What is expected
Repeat back every line of the data, exactly.

(Stored data entries)
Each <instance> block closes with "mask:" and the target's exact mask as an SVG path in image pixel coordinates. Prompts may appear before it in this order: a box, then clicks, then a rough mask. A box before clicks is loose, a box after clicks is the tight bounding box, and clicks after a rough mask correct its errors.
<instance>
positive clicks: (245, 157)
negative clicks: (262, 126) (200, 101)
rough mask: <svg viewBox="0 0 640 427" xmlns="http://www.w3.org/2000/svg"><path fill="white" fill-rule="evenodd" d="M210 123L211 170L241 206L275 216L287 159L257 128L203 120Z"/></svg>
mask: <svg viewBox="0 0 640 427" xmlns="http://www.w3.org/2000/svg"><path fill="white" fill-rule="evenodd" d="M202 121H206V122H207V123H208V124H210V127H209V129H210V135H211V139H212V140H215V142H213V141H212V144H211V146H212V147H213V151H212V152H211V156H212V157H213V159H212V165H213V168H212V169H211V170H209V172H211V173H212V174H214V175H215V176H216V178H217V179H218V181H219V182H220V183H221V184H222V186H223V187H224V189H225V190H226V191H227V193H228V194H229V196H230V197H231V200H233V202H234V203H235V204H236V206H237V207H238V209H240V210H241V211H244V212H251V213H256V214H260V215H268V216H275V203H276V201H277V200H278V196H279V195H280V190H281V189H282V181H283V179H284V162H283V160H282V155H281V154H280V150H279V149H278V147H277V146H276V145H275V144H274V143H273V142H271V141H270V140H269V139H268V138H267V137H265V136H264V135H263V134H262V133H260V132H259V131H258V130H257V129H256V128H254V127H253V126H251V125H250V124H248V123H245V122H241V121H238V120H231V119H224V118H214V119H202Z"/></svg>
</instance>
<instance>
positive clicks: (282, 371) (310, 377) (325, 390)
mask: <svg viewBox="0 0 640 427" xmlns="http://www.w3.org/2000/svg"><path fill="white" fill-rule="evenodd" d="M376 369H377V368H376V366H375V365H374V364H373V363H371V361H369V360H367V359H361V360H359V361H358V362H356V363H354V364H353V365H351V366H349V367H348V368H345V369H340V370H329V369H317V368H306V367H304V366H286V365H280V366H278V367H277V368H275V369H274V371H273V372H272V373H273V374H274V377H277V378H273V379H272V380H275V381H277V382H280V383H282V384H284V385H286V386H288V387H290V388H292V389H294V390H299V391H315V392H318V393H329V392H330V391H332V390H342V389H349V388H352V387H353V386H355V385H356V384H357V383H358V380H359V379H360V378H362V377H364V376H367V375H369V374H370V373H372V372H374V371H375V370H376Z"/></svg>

Solution to this problem
Each <instance> block closes with "mask:" and the target's exact mask as an SVG path in image pixel coordinates. Prompts may appear before it in this order: a box, then clicks, then a rough mask. A box before clicks is loose, a box after clicks is the tight bounding box, and clicks after a rough mask correct its errors.
<instance>
positive clicks: (245, 157)
negative clicks: (262, 126) (200, 101)
rough mask: <svg viewBox="0 0 640 427" xmlns="http://www.w3.org/2000/svg"><path fill="white" fill-rule="evenodd" d="M210 123L211 170L241 206L275 216L287 159L257 128L203 120Z"/></svg>
mask: <svg viewBox="0 0 640 427" xmlns="http://www.w3.org/2000/svg"><path fill="white" fill-rule="evenodd" d="M202 121H206V122H207V123H208V124H210V127H209V129H210V135H211V139H212V140H215V142H213V141H212V144H211V146H212V147H213V151H212V152H211V156H212V157H213V159H212V165H213V168H212V169H211V170H209V172H211V173H212V174H214V175H215V176H216V178H217V179H218V181H219V182H220V183H221V184H222V186H223V187H224V189H225V190H226V191H227V193H228V194H229V196H230V197H231V200H233V202H234V203H235V204H236V206H237V207H238V209H240V210H241V211H244V212H251V213H256V214H260V215H268V216H275V203H276V201H277V200H278V196H279V195H280V190H281V189H282V181H283V179H284V162H283V160H282V155H281V154H280V150H279V149H278V147H277V146H276V145H275V144H274V143H273V142H271V141H270V140H269V139H268V138H267V137H265V136H264V135H263V134H262V133H260V132H259V131H258V130H257V129H256V128H254V127H253V126H251V125H250V124H248V123H245V122H241V121H238V120H231V119H224V118H214V119H202Z"/></svg>
</instance>
<instance>
positive clicks: (282, 371) (310, 377) (325, 390)
mask: <svg viewBox="0 0 640 427" xmlns="http://www.w3.org/2000/svg"><path fill="white" fill-rule="evenodd" d="M376 369H377V368H376V366H375V365H374V364H373V363H371V361H369V360H367V359H361V360H359V361H358V362H356V363H354V364H353V365H351V366H349V367H348V368H345V369H340V370H329V369H317V368H306V367H304V366H286V365H280V366H278V367H277V368H275V369H274V371H273V372H272V373H273V374H274V377H277V378H273V379H272V380H275V381H277V382H280V383H282V384H284V385H286V386H288V387H290V388H292V389H294V390H299V391H315V392H318V393H329V392H330V391H332V390H342V389H349V388H352V387H353V386H355V385H356V384H357V383H358V380H359V379H360V378H362V377H364V376H367V375H369V374H370V373H372V372H374V371H375V370H376Z"/></svg>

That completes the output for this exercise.